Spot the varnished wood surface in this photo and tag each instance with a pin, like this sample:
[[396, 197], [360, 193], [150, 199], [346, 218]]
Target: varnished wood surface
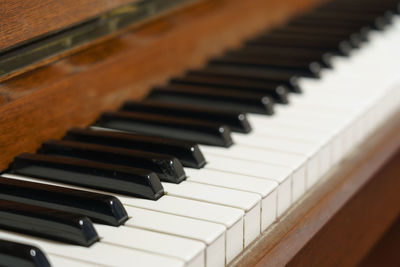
[[339, 220], [73, 91], [386, 251], [21, 20]]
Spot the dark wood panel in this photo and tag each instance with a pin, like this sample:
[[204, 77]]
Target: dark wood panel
[[72, 91], [22, 20], [386, 251], [340, 218], [353, 231]]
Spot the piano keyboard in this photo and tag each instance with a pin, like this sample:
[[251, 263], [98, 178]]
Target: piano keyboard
[[198, 170]]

== How to complete this task ==
Would you give the data above again word for word, skipping any images?

== Response ==
Spot the varnished wood surface in this photo and tag each instance with a pin, like this sample:
[[396, 197], [360, 193], [150, 199], [346, 218]]
Target: varnished wood surface
[[339, 220], [73, 91], [386, 251], [21, 20]]
Spot the dark wood panel in this photo and tag each instance with a pin, like this sample:
[[204, 77]]
Target: dark wood panel
[[72, 91], [22, 20], [386, 251], [340, 218], [353, 231]]
Spot the piano keyboard in this photo and tag each instance with a pin, like this sample:
[[251, 263], [98, 178]]
Target: piano keyboard
[[198, 170]]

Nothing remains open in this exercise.